# Brano proposto
L’esperienza delle guerre di successione polacca e austriaca – terminate con la rinuncia al ducato di Milano e la riacquisizione di Nizza, Savoia, Vigevanese con l’estensione della frontiera fino al Ticino, Vogherese e Oltrepò Pavese – aveva insegnato a Carlo Emanuele III la volatilità del peso militare di vittorie e sconfitte. Per questo, durante la guerra dei Sette anni scelse la neutralità e mentre le altre nazioni si dilaniavano, Carlo Emanuele riformò il suo stato. Accentrò i poteri in modo assolutistico, introdusse la meritocrazia nelle gerarchie militari e, grazie alla consulenza di Jean Jacques Rousseau, fu il primo in Europa a istituire un catasto. Ridusse le autonomie locali (abrogò per esempio i privilegi della Valle d’Aosta), eliminò prerogative feudali e limitò la libertà di stampa. Nel 1750, come ringraziamento per le conquiste territoriali ottenute, organizzò l’ostensione della Sindone.

# Consegna
Riassumi in due frasi il brano su Carlo Emanuele III. Le righe non servono in alcun modo per questo esercizio.

# Righe elencate
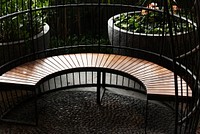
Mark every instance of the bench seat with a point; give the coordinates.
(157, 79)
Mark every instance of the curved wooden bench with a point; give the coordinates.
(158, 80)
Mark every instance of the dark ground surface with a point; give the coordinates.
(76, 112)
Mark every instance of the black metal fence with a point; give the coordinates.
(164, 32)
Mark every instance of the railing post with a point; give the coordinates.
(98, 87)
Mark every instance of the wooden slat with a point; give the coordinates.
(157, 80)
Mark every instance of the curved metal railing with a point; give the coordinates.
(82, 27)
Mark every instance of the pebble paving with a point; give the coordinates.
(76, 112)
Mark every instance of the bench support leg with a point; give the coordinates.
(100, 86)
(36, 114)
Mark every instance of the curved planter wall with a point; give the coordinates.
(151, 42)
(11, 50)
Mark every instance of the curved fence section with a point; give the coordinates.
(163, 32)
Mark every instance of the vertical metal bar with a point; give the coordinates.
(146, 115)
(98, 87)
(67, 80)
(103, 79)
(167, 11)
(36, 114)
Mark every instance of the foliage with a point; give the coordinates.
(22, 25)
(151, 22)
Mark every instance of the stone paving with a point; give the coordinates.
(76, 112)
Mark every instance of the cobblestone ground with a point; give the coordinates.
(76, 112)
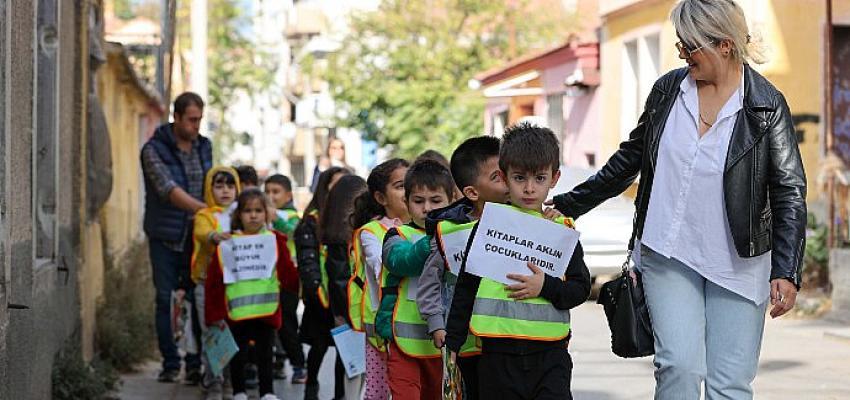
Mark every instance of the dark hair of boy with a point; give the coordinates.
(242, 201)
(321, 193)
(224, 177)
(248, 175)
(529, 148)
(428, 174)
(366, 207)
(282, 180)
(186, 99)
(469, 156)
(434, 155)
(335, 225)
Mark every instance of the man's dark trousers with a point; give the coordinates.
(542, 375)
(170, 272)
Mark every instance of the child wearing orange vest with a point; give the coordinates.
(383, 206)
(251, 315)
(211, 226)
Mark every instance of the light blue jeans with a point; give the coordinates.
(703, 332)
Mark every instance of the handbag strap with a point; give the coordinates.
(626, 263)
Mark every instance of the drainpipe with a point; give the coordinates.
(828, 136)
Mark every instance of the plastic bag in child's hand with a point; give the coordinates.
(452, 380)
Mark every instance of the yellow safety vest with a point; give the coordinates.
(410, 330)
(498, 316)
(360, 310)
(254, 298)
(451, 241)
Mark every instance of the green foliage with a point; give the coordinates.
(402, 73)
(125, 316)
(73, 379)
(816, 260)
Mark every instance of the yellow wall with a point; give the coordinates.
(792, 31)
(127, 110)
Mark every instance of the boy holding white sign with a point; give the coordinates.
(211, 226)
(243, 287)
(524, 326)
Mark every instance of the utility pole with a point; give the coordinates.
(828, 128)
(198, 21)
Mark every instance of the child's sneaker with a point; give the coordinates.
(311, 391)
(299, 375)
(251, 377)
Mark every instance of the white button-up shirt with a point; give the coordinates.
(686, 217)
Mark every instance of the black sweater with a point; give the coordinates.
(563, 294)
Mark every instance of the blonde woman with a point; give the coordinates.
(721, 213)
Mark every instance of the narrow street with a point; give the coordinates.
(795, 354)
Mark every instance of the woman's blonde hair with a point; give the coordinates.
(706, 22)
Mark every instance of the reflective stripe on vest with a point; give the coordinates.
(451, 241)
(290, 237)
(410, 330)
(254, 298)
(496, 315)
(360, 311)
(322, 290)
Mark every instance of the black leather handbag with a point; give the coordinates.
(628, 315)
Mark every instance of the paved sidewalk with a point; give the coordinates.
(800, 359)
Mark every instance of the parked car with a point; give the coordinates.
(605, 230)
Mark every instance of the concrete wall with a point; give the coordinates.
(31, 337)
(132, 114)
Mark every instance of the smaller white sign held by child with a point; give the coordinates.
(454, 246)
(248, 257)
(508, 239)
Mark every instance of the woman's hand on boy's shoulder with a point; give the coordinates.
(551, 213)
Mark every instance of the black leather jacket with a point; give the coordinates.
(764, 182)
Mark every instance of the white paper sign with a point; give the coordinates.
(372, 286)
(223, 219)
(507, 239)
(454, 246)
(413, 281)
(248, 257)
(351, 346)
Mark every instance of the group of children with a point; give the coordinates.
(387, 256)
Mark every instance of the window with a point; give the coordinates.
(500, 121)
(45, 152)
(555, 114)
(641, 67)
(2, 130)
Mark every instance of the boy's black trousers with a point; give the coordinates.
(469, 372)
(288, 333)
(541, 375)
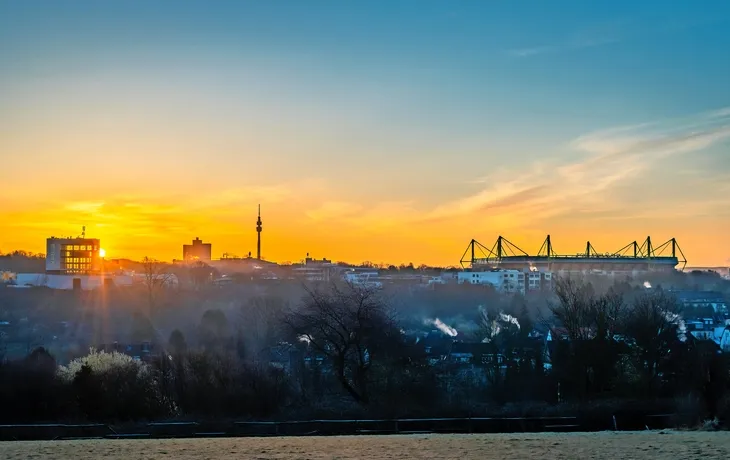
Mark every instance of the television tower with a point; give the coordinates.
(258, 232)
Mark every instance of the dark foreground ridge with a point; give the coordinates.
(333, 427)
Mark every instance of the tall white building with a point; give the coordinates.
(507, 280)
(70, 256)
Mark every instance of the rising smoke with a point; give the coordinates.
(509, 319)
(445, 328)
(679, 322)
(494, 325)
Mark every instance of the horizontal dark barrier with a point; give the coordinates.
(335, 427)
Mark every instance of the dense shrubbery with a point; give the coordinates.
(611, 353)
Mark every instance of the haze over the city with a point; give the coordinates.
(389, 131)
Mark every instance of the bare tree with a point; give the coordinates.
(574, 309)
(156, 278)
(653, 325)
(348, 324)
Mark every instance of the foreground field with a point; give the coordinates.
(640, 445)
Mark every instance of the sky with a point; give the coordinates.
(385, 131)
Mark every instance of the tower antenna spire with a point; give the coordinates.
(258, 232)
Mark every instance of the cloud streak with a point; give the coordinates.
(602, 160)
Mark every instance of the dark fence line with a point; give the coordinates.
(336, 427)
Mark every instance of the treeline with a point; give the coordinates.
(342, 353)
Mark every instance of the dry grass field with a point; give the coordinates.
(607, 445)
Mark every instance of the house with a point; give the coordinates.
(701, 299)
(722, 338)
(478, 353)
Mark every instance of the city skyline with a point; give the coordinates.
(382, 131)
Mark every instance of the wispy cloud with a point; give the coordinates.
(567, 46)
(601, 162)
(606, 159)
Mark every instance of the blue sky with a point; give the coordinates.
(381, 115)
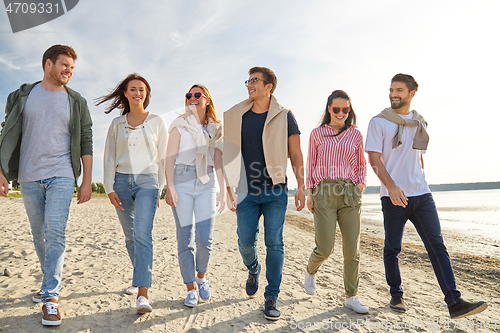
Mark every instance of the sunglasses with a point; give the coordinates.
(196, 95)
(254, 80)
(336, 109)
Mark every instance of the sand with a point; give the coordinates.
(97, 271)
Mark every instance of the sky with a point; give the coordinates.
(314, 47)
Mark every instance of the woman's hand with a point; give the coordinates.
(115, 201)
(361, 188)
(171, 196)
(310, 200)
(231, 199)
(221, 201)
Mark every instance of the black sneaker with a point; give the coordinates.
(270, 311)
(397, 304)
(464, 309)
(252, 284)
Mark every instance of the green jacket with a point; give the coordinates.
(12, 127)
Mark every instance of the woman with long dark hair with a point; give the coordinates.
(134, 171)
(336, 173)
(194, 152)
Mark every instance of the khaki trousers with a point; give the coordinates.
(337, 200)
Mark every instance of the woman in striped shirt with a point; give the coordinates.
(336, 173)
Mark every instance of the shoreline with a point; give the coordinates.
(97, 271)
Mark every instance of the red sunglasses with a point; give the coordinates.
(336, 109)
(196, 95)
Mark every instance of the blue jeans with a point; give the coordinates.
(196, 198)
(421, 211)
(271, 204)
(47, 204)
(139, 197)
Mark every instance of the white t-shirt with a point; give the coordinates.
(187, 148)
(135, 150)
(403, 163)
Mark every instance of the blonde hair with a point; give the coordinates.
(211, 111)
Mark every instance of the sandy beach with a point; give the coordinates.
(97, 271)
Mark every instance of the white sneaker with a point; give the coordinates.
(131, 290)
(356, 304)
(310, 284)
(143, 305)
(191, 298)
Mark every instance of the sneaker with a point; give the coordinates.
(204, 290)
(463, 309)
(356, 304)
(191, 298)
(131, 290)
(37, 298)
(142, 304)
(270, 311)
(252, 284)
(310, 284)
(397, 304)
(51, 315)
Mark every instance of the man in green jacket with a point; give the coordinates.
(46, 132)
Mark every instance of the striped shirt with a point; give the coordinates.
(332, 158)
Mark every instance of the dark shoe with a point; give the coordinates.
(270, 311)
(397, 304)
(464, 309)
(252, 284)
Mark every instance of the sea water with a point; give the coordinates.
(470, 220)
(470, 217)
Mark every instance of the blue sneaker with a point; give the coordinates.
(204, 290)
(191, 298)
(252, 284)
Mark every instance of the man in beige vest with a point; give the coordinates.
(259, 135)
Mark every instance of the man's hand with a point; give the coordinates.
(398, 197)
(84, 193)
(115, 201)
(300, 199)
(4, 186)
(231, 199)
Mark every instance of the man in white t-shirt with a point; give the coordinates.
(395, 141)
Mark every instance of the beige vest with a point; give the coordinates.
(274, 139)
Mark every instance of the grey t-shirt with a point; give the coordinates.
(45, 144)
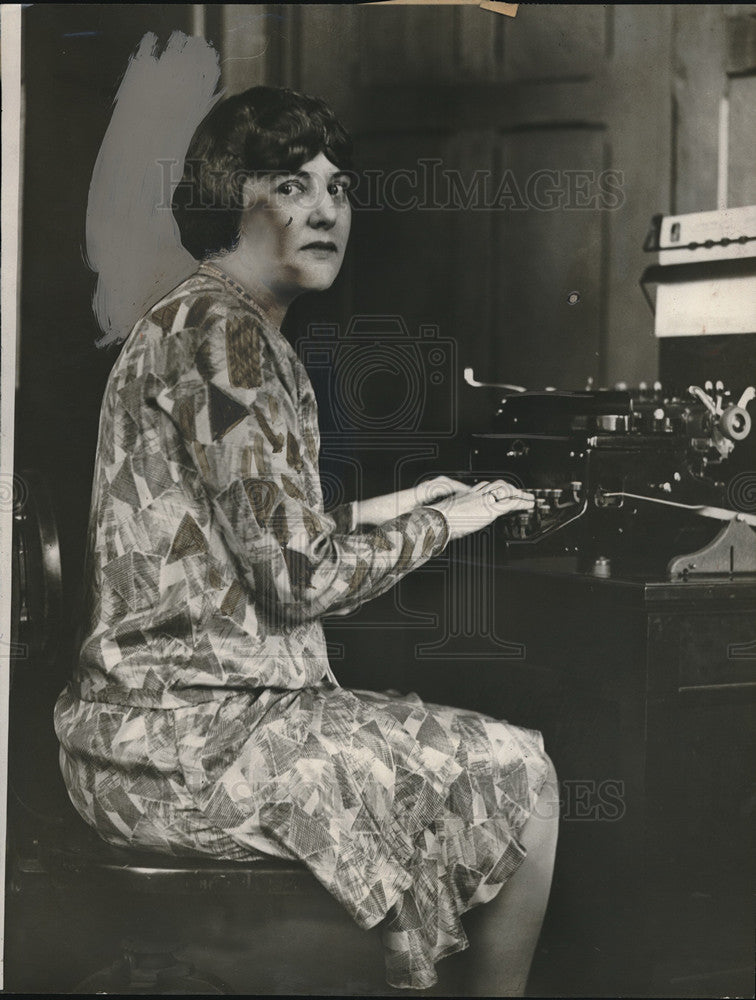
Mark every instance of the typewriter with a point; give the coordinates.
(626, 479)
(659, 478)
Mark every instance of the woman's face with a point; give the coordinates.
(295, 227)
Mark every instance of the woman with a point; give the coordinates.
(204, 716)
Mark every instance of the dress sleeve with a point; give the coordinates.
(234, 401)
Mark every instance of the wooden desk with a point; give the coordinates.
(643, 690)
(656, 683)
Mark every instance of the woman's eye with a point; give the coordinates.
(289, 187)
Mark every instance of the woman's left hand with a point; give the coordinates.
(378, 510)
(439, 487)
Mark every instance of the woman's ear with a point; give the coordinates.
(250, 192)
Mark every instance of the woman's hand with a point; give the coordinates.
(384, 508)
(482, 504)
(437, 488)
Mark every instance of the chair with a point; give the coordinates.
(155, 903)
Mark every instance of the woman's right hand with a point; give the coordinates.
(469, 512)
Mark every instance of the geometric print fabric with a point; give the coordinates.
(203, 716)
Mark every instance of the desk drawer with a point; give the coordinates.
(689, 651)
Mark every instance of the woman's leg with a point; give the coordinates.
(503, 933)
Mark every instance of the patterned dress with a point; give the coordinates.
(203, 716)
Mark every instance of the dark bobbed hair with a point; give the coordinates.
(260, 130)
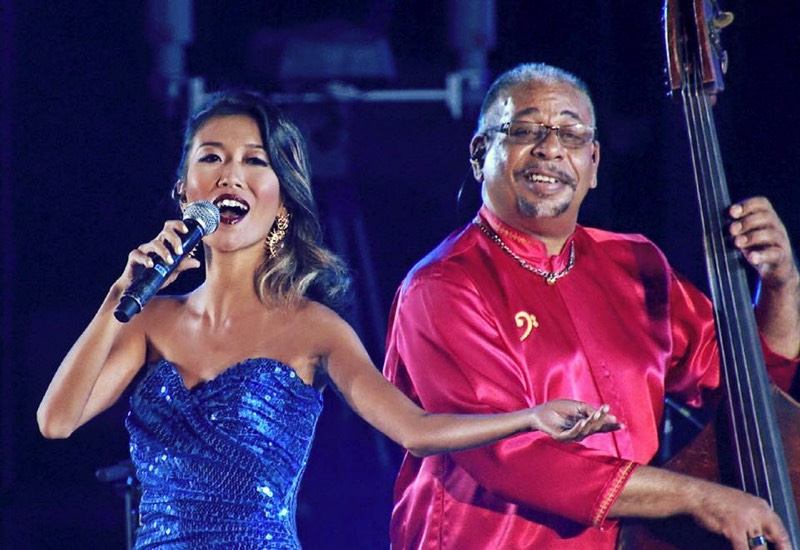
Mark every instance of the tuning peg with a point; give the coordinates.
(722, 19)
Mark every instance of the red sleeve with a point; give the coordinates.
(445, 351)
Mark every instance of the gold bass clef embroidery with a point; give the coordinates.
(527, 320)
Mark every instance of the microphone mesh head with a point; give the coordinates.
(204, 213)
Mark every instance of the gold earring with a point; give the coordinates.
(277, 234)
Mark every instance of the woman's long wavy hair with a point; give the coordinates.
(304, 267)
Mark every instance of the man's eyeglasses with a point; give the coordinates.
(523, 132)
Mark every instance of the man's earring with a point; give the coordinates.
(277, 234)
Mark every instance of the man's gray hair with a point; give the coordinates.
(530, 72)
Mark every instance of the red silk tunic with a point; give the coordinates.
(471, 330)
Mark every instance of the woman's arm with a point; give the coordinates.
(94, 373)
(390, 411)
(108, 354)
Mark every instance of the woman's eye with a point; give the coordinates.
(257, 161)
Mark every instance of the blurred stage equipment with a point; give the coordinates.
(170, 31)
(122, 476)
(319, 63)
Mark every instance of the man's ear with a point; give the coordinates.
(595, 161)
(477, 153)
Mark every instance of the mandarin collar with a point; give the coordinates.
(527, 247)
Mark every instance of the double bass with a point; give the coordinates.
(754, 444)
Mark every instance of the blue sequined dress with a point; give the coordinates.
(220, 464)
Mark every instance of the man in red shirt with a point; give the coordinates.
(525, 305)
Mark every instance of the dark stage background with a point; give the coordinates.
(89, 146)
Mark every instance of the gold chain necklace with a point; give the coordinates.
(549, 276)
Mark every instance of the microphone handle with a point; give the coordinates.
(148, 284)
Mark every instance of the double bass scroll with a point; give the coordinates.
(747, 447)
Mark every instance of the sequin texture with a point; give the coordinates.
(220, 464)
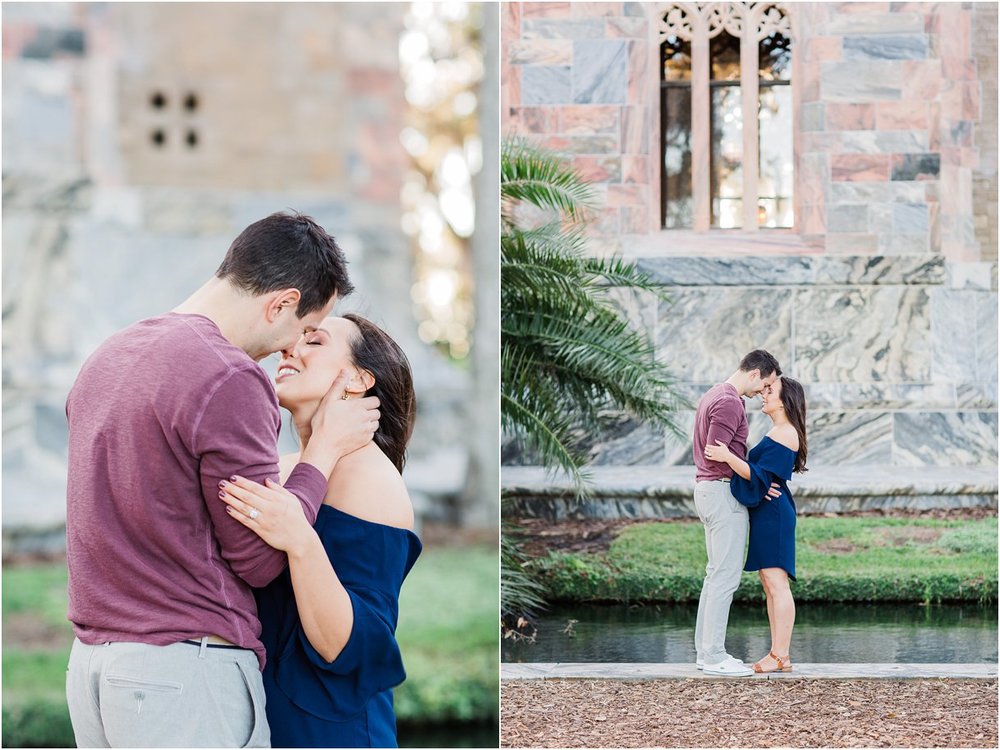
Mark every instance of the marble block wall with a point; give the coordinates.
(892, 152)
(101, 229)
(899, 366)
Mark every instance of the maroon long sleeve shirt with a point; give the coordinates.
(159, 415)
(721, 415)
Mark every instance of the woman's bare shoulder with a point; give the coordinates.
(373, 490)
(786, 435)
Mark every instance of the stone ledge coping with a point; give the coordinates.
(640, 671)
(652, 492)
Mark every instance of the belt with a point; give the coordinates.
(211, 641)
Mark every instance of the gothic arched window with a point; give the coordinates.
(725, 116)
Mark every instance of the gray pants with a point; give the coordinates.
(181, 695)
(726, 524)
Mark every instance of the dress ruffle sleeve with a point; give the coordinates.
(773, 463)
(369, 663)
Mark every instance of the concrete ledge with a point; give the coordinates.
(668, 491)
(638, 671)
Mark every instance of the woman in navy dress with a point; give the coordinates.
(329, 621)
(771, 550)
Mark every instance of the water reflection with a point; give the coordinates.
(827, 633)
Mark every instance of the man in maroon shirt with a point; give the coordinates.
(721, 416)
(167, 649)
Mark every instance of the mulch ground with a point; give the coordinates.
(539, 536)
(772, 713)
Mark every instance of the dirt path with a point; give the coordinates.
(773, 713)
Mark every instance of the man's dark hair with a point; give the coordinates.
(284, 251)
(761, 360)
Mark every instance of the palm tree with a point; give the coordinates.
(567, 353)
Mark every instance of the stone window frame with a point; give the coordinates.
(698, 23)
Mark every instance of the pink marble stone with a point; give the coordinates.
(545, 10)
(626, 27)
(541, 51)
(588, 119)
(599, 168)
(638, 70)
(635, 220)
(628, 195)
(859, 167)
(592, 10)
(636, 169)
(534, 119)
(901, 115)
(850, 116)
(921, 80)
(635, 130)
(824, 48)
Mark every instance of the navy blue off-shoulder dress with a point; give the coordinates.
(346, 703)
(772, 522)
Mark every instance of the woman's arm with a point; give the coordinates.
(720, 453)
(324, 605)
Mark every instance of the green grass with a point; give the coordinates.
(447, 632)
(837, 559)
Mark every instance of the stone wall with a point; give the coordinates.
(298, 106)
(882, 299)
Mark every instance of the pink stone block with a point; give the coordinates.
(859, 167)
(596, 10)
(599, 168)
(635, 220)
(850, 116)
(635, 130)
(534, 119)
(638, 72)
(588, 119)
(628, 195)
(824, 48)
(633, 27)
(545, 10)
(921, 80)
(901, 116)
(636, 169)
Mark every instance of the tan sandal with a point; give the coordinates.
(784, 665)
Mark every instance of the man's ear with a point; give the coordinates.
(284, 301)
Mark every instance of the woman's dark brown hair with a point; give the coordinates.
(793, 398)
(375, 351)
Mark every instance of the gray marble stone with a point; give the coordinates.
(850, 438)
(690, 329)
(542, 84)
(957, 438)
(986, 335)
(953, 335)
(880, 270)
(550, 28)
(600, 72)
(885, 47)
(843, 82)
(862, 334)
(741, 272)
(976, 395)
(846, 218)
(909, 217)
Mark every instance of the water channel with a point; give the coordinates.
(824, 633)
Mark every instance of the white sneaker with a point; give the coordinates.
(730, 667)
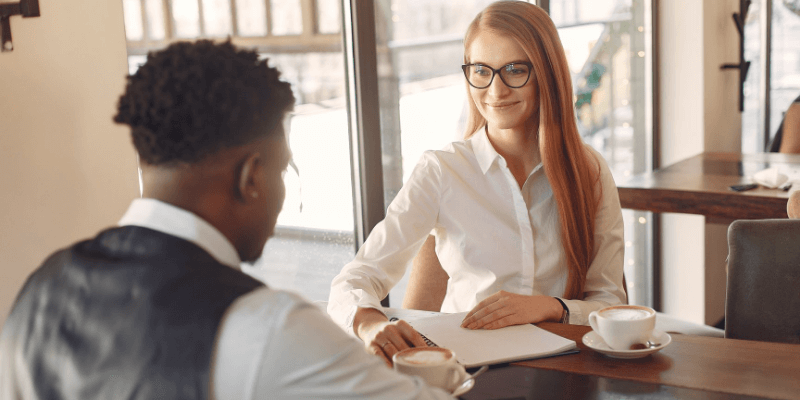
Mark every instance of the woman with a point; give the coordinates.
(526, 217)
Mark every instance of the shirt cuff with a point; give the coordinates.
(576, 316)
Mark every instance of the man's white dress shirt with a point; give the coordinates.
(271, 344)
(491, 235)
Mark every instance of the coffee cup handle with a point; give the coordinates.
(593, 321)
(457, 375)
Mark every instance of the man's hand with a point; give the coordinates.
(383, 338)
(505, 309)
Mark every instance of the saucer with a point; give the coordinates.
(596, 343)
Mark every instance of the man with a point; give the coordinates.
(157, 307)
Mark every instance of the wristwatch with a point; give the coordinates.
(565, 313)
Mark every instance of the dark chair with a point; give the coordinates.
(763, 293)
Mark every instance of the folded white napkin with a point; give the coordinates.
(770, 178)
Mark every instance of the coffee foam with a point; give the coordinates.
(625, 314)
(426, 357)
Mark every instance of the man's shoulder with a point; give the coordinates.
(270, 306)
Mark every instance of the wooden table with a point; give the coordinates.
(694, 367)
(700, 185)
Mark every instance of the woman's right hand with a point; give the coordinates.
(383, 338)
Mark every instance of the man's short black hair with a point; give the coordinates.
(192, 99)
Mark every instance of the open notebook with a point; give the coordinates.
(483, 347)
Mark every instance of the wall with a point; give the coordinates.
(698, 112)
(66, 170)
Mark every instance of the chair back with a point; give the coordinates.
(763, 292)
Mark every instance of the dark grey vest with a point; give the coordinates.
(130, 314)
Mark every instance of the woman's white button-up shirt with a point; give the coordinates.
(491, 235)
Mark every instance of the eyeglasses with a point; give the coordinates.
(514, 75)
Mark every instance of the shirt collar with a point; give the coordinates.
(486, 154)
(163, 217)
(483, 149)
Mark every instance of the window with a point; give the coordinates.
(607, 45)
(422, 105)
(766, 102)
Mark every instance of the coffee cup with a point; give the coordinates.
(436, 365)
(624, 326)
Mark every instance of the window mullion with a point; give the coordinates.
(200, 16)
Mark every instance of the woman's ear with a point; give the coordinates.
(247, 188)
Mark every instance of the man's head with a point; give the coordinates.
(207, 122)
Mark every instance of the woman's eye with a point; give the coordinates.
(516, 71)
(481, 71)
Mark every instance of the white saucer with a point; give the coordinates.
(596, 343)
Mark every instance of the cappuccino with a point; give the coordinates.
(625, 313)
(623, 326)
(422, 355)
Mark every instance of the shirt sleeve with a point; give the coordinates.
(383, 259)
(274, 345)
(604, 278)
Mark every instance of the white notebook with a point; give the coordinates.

# Risposta
Le guerre di successione polacca e austriaca avevano insegnato a Carlo Emanuele III quanto fosse volatile il peso militare di vittorie e sconfitte, perciò durante la guerra dei Sette anni rimase neutrale e riformò il suo stato. Accentrò i poteri in modo assolutistico, introdusse la meritocrazia nelle gerarchie militari e fu il primo in Europa a istituire un catasto; inoltre ridusse le autonomie locali, eliminò prerogative feudali e limitò la libertà di stampa.